(Supplied data)
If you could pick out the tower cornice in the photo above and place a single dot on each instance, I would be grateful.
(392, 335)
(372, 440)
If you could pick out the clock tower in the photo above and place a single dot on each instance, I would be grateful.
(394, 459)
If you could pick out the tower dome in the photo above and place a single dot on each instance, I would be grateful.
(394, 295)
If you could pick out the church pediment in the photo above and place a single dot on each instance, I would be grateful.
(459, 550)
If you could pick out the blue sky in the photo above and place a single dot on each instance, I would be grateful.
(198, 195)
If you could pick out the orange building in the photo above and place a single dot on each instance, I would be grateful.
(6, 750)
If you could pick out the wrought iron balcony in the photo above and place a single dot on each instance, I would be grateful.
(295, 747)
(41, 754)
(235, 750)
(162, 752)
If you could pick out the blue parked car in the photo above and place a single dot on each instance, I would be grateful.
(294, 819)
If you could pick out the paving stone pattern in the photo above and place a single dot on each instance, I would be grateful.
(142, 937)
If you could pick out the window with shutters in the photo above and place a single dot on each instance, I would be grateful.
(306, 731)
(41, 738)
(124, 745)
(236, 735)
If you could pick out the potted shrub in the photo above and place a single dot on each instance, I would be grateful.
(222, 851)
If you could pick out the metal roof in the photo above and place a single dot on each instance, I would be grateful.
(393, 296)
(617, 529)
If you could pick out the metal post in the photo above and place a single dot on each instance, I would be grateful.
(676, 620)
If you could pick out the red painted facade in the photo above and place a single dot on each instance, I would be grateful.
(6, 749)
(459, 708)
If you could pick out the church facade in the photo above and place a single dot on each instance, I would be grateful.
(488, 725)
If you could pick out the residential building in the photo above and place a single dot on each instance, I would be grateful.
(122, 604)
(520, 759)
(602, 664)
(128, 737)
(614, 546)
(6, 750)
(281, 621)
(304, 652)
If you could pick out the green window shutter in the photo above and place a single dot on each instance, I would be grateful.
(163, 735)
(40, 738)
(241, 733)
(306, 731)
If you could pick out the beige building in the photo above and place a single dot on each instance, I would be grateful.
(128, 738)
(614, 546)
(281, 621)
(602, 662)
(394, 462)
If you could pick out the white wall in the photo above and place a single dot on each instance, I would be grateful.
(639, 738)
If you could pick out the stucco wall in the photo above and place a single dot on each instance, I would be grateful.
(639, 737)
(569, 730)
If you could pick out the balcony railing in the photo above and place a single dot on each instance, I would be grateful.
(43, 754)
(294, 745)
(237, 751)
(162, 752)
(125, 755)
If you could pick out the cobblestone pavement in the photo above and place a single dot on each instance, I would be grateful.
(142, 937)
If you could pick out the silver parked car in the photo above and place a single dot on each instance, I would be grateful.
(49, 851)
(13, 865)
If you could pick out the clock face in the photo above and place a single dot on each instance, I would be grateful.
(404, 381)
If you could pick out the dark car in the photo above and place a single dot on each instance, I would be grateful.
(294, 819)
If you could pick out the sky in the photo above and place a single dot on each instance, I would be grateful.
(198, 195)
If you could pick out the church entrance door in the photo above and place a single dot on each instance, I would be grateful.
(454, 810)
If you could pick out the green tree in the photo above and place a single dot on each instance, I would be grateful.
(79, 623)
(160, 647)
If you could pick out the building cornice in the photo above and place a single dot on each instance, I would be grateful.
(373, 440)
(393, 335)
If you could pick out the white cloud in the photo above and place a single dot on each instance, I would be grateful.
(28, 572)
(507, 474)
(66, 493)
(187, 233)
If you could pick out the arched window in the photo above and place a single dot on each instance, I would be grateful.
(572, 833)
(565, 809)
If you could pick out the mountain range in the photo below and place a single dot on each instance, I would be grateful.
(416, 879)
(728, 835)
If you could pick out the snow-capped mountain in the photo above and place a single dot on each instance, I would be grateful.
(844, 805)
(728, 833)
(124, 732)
(End Supplied data)
Assignment: Could you write out every entry above exactly as it appears?

Worked solution:
If you could pick out the tower cornice in the photo above and place a single dot on each instance, I would be grateful.
(392, 335)
(372, 440)
If you could pick out the clock tower in the photo above and place a single dot on each instance, I would be grateful.
(394, 459)
If you could pick out the tower dome in the photo above and place a single dot on each instance, I would be grateful.
(394, 295)
If you could pick out the church pediment in the photo above and place a single dot on each instance, I would be grateful.
(459, 550)
If you could pick out the blue sky in the photo above and place a single dot on each instance, I would be grateful.
(198, 195)
If you could pick out the orange building in the photo above and place a single dot on each instance, I would be grateful.
(6, 750)
If you could pick out the wrought iron balcony in the photo above and place a single dot on each instance, I would be grateful.
(295, 747)
(41, 754)
(235, 750)
(162, 752)
If you could pick out the blue parked car in the photo above and place a single dot on each instance, I would be grateful.
(294, 819)
If you could pick out the paving stone pattern in the photo above and place a single dot on each instance, I would be grateful.
(142, 937)
If you could pick out the window with shutters in the photo above and place a single dot on each instance, I would be grateful.
(306, 731)
(41, 738)
(124, 745)
(236, 735)
If you could pick out the potted shrub in the photo above and place a single dot on each instance, I would be grateful.
(222, 851)
If you could pick out the metal roof in the photo above and place a single dot on each instance, I would be grateful.
(393, 296)
(617, 529)
If you could pick out the metal post in the photo above and place a single dot on each instance, I would be grateful.
(676, 620)
If you could pick out the red painted facade in the photo above and place a single dot on each instance, I would be grateful.
(6, 749)
(459, 708)
If you could pick out the church facade in the photo above and place a single dot on each instance, I would be grateful.
(488, 725)
If you could pick out the residential building in the photo above and place a single dot on each instance, I would be grateful.
(122, 604)
(520, 759)
(602, 664)
(128, 737)
(614, 546)
(6, 750)
(281, 621)
(304, 652)
If you could pick out the green window shutter in the photo above and place a single dot on each instance, I would be grateful.
(163, 735)
(40, 738)
(241, 733)
(306, 731)
If you could pick out the beige building in the photo above and place a single dot on each instance, I would be grateful.
(128, 738)
(614, 546)
(281, 621)
(602, 662)
(394, 462)
If you could pick out the white wall in the photo above and place a single dot on each instance, I would be grateful.
(639, 738)
If you could pick out the stucco wall in the photo above and place a single dot on each instance, I would be grateful.
(639, 737)
(569, 730)
If you could pick out the balcony railing in the photo above and place a single dot on each instance, I would be grateful.
(43, 754)
(294, 745)
(237, 751)
(162, 752)
(125, 755)
If you could pick out the cobblestone pavement in the photo above and place a single dot on each instance, I would be grateful.
(142, 937)
If you could pick out the silver parked car in the photo above and place a single dot on each instance, I would be grateful.
(49, 851)
(13, 865)
If you could pick out the clock face in the photo above and place a single dot on each instance, I would be grateful.
(404, 381)
If you could pick out the dark car in the photo above and place a single dot on each instance, I would be grateful.
(294, 819)
If you could pick out the sky in the photo above and place a single dot on each instance, I would be grateful.
(198, 195)
If you could pick out the church entrance door in the photo above and place a single dot on each instance, I would be grateful.
(454, 810)
If you could pick out the green tree in the photo above and place a single dot on each instance, I would be grateful.
(79, 623)
(160, 647)
If you could pick out the building cornice in the photo above and place a single dot on each instance, I would be grateful.
(373, 440)
(393, 335)
If you could pick out the white cloud in the photo above and place a single dot on each instance, I would be grateful.
(28, 572)
(507, 474)
(66, 493)
(187, 233)
If you could pick out the arched window in the photo above and place a single dot on each instance, I would be grateful.
(572, 833)
(565, 809)
If you could pick out the mountain range in the photo below and place a single dot on each instance, I would be grateful.
(416, 879)
(728, 835)
If you could pick out the snow-capped mountain in the photo above and place a single dot on each instance, I would be grateful.
(844, 805)
(728, 833)
(124, 732)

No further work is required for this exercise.